>> BEGIN SELECTED EXCERPT
# Plastisol transfers on Stadium Chairs



## Bryan Ultduct (May 10, 2011)

Who's using Plastisol Transfers on Stadium Chairs? I tried a transfer (350 for 5 seconds) and it seemed to work ok (been two weeks and 5 hrs at ball games) with only one issue. Little press mark around where the pillow was which isn't the issue but the backs are actually two layers sown together and when pressing the inside of the two layers stuck, they got some sort of film between them that stuck. I don't think this would be a issue but something that would be nice to address. Don't have another to sample with at the moment but I didn't try to slip a used transfer sheet between the layers so see what then happens, anyone got any experience with this? To me paper sticking between the back's layers might be worst than the back sticking together now? Thanks for your reply, especially if you've been there/done that!
-Bryan-


----------



## binki (Jul 16, 2006)

You should be able to pull them apart. If not use at flown sheet in there


----------



## Bryan Ultduct (May 10, 2011)

I pulled and couldn't get the two sides apart w/o tearing the inside coating, not a big deal it's my chair. I pressed another but this time put some old transfer sheet inside/between the layers, did my press, the pulled the sheets out w/o issue. Thanks again binki for your reply!


----------
>> END SELECTED EXCERPT
**OBJECTIVE 1**
From the forum thread on plastisol transfers for stadium chairs, extract the passage starting with "Who's using Plastisol" and going on through "been there/done that!", unchanged.
>> BEGIN RECORDS FOR THIS EXERCISE
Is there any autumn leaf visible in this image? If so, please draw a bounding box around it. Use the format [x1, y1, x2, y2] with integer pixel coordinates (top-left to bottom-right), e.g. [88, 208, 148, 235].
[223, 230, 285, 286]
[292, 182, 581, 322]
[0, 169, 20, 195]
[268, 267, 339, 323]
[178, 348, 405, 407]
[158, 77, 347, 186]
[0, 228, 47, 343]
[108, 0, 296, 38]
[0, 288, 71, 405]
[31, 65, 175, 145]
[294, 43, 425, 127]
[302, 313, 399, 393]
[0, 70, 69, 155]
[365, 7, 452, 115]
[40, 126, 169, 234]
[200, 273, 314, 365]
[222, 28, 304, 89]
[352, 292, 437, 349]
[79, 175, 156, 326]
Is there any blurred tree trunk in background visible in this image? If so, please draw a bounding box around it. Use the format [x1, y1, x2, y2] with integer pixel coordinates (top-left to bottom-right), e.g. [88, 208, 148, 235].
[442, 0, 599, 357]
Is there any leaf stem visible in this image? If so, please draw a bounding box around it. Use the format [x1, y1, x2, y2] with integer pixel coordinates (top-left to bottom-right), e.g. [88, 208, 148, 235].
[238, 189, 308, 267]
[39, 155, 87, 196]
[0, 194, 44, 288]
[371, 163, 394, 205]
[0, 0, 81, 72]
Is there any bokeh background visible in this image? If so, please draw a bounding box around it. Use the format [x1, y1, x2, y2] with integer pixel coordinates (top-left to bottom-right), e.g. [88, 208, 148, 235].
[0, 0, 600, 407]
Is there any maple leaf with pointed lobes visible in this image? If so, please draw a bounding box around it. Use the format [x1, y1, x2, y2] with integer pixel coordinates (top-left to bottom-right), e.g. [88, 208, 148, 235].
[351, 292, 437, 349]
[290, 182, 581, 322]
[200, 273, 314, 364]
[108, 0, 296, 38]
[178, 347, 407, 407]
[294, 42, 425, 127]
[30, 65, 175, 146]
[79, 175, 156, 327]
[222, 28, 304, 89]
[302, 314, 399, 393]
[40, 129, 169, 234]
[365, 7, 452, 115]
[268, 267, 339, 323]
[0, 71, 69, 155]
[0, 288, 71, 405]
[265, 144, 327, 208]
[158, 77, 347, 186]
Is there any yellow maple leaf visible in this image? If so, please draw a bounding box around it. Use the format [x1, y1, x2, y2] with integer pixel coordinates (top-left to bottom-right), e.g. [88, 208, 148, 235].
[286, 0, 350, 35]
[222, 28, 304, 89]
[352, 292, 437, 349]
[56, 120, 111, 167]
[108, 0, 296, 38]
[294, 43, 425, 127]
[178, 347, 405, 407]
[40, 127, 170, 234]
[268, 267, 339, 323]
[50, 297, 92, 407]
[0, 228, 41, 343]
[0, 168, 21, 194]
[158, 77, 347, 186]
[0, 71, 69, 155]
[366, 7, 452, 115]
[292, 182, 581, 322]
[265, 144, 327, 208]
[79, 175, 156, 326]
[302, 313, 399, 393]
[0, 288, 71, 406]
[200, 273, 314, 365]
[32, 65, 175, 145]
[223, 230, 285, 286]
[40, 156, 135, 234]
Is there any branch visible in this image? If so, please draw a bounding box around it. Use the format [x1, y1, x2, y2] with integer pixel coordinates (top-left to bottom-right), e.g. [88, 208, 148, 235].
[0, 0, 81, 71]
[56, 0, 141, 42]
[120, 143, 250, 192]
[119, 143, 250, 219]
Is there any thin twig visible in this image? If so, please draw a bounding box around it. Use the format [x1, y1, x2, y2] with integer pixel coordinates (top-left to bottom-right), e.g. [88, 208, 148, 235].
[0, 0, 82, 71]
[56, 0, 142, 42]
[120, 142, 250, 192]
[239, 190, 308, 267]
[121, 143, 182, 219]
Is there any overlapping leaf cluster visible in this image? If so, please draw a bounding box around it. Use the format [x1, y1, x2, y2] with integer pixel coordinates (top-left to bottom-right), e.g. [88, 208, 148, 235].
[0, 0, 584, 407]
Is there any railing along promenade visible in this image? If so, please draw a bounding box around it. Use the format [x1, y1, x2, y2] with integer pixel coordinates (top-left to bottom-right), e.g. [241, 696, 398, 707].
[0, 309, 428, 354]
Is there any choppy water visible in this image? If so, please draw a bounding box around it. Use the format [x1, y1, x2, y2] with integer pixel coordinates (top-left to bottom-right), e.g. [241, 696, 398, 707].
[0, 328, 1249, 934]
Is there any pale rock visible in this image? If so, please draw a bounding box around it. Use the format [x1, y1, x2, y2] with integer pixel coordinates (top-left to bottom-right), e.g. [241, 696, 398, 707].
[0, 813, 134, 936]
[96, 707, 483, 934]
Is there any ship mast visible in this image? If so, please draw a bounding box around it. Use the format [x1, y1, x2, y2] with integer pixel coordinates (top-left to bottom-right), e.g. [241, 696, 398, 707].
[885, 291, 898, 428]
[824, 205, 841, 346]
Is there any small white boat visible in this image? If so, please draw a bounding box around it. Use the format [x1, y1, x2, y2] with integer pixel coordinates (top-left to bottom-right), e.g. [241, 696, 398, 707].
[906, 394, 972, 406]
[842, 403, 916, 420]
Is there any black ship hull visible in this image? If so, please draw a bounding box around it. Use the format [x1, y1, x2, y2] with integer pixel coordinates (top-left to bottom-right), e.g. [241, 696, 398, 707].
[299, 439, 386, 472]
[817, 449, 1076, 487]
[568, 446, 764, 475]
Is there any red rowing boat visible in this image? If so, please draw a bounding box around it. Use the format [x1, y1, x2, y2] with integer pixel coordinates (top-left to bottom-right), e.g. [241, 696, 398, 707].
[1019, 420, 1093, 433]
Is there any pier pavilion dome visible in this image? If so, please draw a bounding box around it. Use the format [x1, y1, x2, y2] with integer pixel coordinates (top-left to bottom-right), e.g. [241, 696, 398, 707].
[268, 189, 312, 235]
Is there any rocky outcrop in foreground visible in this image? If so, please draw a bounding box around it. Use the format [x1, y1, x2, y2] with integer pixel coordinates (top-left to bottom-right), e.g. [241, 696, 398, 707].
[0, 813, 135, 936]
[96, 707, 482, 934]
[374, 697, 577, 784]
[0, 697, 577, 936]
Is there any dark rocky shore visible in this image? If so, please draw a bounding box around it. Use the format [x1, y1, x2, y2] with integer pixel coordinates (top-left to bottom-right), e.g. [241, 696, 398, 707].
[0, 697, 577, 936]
>> END RECORDS FOR THIS EXERCISE
**OBJECTIVE 2**
In the records, copy the lines verbatim, starting with the line with "Is there any thin" and going on through the line with "[121, 143, 182, 219]".

**EXERCISE RESPONSE 1**
Who's using Plastisol Transfers on Stadium Chairs? I tried a transfer (350 for 5 seconds) and it seemed to work ok (been two weeks and 5 hrs at ball games) with only one issue. Little press mark around where the pillow was which isn't the issue but the backs are actually two layers sown together and when pressing the inside of the two layers stuck, they got some sort of film between them that stuck. I don't think this would be a issue but something that would be nice to address. Don't have another to sample with at the moment but I didn't try to slip a used transfer sheet between the layers so see what then happens, anyone got any experience with this? To me paper sticking between the back's layers might be worst than the back sticking together now? Thanks for your reply, especially if you've been there/done that!

**EXERCISE RESPONSE 2**
Is there any thin twig visible in this image? If so, please draw a bounding box around it. Use the format [x1, y1, x2, y2] with integer pixel coordinates (top-left to bottom-right), e.g. [88, 208, 148, 235].
[0, 0, 82, 71]
[56, 0, 142, 42]
[120, 142, 250, 192]
[239, 190, 308, 267]
[121, 143, 182, 219]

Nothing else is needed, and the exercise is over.